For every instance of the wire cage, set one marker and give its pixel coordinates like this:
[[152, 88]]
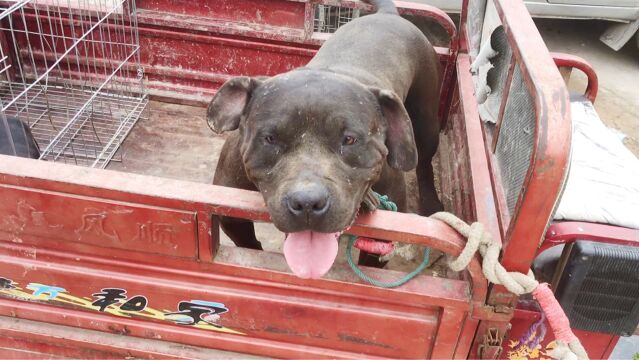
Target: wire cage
[[70, 71], [330, 18]]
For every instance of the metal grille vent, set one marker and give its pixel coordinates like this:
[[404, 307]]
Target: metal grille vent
[[330, 18], [600, 288], [516, 139]]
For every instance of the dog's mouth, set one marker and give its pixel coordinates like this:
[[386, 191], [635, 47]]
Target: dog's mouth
[[310, 254]]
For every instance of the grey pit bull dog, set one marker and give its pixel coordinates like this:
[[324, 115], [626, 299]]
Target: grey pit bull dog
[[316, 139]]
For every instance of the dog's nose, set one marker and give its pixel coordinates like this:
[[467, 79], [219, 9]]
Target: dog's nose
[[309, 202]]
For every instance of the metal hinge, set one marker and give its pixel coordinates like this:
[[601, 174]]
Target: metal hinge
[[490, 347]]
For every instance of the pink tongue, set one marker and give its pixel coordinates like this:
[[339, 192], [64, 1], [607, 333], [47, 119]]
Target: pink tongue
[[310, 254]]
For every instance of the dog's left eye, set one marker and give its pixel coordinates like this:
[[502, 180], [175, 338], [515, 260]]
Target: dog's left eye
[[349, 140]]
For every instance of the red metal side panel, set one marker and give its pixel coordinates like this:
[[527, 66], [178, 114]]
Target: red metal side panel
[[27, 213], [283, 13]]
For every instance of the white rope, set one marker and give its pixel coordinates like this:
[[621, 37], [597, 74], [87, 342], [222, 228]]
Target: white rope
[[517, 283]]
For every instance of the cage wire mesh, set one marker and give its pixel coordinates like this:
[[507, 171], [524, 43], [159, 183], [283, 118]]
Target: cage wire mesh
[[330, 18], [70, 71]]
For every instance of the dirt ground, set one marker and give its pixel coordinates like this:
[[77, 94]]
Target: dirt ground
[[618, 99]]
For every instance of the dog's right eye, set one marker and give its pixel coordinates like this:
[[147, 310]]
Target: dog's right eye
[[269, 139]]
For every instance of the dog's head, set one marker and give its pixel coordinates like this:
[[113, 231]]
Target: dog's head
[[313, 142]]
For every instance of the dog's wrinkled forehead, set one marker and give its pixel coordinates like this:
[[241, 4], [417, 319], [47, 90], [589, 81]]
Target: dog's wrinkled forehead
[[312, 98]]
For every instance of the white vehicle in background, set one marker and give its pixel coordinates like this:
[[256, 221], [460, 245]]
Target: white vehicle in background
[[624, 12]]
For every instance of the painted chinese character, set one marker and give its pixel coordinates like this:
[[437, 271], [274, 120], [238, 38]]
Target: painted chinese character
[[194, 311], [136, 303], [93, 224], [108, 296], [6, 283], [51, 291]]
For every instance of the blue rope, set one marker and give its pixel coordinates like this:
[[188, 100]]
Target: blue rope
[[385, 204]]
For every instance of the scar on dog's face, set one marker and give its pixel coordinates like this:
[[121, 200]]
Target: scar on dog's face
[[313, 142]]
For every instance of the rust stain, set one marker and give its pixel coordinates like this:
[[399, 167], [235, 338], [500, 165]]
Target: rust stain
[[360, 341]]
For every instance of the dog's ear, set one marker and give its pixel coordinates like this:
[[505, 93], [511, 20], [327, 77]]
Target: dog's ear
[[400, 141], [230, 102]]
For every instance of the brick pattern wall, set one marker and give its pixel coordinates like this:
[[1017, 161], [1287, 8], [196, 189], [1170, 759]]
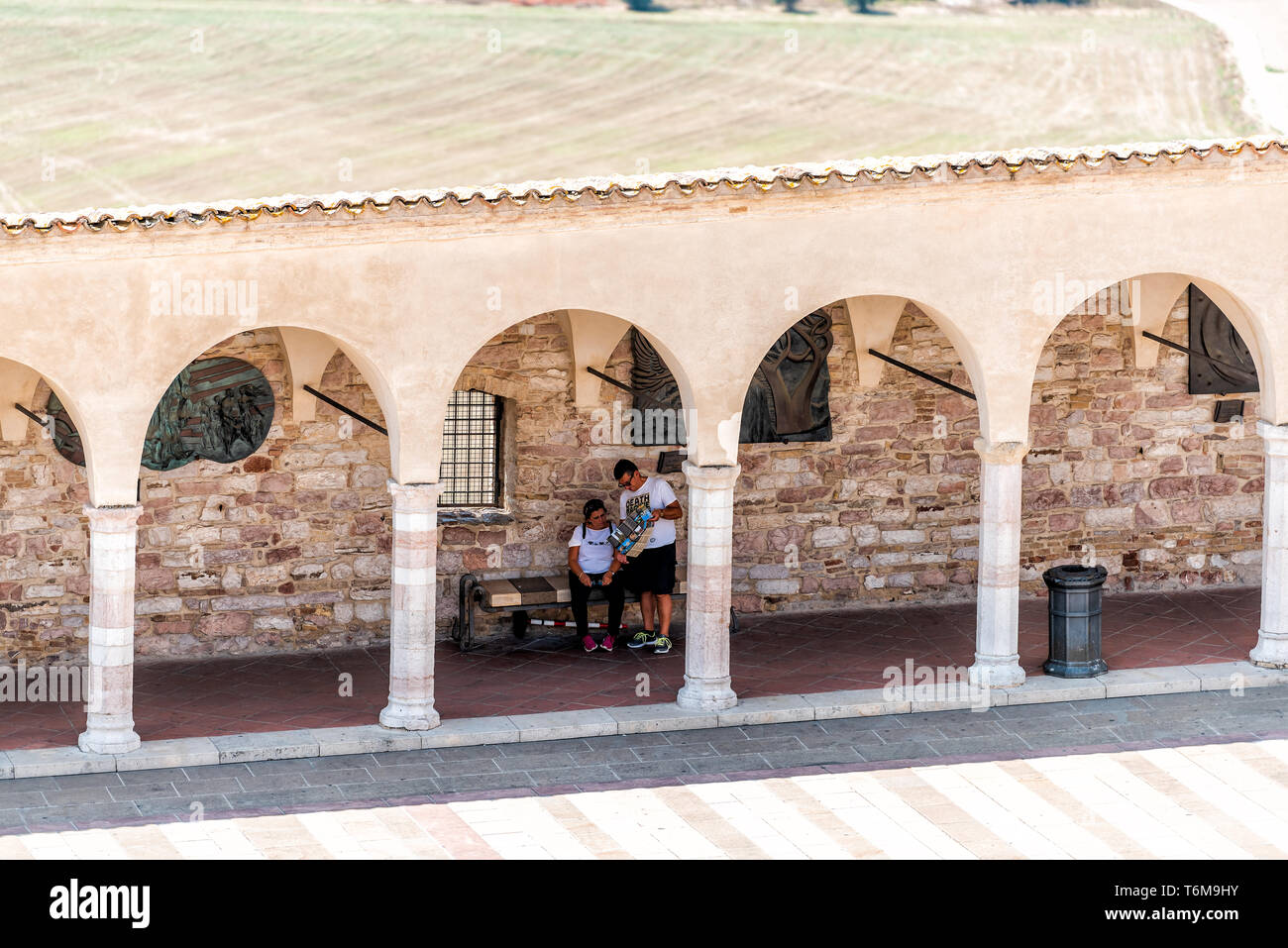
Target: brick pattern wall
[[284, 549], [290, 548], [884, 511], [559, 460], [1129, 469]]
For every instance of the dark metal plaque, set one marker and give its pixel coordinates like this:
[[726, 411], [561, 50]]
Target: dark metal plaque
[[219, 410], [1212, 334], [789, 394]]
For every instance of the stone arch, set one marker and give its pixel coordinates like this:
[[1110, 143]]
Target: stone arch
[[1122, 455]]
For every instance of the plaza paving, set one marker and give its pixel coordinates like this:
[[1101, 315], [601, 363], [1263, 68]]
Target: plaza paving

———

### Что нужно сделать
Перепишете все строки выше слово в слово, без картинок?

### Решение
For every instance of the wire cage, set one marker and give its pixel coordinates like this:
[[152, 88]]
Target: wire cage
[[70, 71], [330, 18]]
For every instance of the metal grille vent, set one marker and give its pixel coordinates like this:
[[404, 307]]
Target: metal grille vent
[[330, 18], [600, 288], [516, 139]]
For every instance of the dog's mouth, set one marker and give its pixel coordinates like this:
[[386, 191], [635, 47]]
Target: dog's mouth
[[310, 254]]
For every instance of the grey pit bull dog, set one marker and give its pixel coordinates like this:
[[324, 115], [626, 299]]
Target: grey pit bull dog
[[316, 139]]
For every instance of the dog's nose, set one marker and give its pixel coordinates like this:
[[467, 79], [219, 9]]
Target: dog's nose
[[309, 202]]
For every instance of the metal hinge, set one marker and give its pixel coordinates like this:
[[601, 174]]
Target: metal hinge
[[490, 347]]
For every instance of the pink tongue, set one marker and give its pixel coordinates like this:
[[339, 192], [64, 1], [607, 333], [47, 119]]
Target: pink tongue
[[310, 254]]
For every instance of the dog's left eye, set one marker and give its pixel coordinates like this:
[[502, 180], [175, 338], [515, 260]]
Target: dog's left eye
[[349, 140]]
For every instance of the red metal side panel, set one marker and give its pixel coordinates like this:
[[527, 66], [178, 114]]
Target: red metal side panel
[[27, 213], [283, 13]]
For every instance of the white rope, set one marker and give its pixel coordinates like this:
[[621, 37], [597, 74], [87, 342], [222, 228]]
Target: white rope
[[517, 283]]
For every instance of the cage wire mesh, set one marker and give its pixel coordinates like this:
[[507, 171], [524, 43], [159, 183], [283, 118]]
Target: cage wire mesh
[[330, 18], [70, 71]]
For every instance of the dirt ground, set one marker and give its pixel coordinates like this:
[[77, 94]]
Target: dirt ground
[[618, 99]]
For every instance of the dog's right eye, set one marker and give its pixel coordinates like this:
[[147, 310]]
Target: dog's right eye
[[269, 139]]
For every instance of the dog's head, set one marker and give its pixel coordinates like this:
[[113, 231]]
Target: dog's head
[[313, 142]]
For every instance of the dog's wrinkled forehead, set one marker and give its pixel coordinates like this:
[[241, 4], [417, 319], [47, 90], [589, 81]]
Target: dog's wrinkled forehead
[[312, 98]]
For every instance of the white vehicle in background, set one marker and give its pixel coordinates like this:
[[256, 221], [460, 245]]
Target: white vehicle in background
[[624, 12]]
For every instance of the painted chinese character, set one marker and give its pixel coordinates like this:
[[437, 271], [274, 120], [238, 38]]
Target: painted chinese character
[[194, 311], [136, 303], [93, 224], [108, 296], [6, 283], [51, 291]]
For every instance of the blue rope, set one marker and give its pixel coordinates like this:
[[188, 100]]
Target: blue rope
[[385, 204]]
For every instance of the scar on dog's face, set one marker and give its pixel coordinates like this:
[[121, 200]]
Target: scar on dog's face
[[313, 142]]
For every instance of the rust stain, set one marker and give its pixel coordinates like this:
[[399, 167], [235, 338], [500, 165]]
Target: rust stain
[[360, 341]]
For every instance of the dog's ear, set one marker and give its pixel coordinates like this:
[[505, 93], [511, 20], [327, 77]]
Target: dog's ear
[[400, 141], [230, 102]]
For every instance of the brick pattern wall, set one marker and give its pixel coordinates like this:
[[1017, 161], [1287, 8], [196, 189], [1170, 759]]
Target: brick pattern wall
[[284, 549], [290, 548], [884, 511], [559, 460], [1129, 469]]
For every instance of the dark metal plaque, set one marker and give its pixel coordinates like this:
[[726, 411], [561, 50]]
Target: dark metal plaque
[[219, 410], [1212, 334], [789, 394]]
For every instance of the stone arch, set one marker and give its pixel coordinates like this:
[[1110, 143]]
Target: stone arch
[[1122, 455]]
For every instance of the plaza paving, set one marker and give its pixel coordinates like this:
[[1101, 315], [601, 363], [1263, 68]]
Target: plaza paving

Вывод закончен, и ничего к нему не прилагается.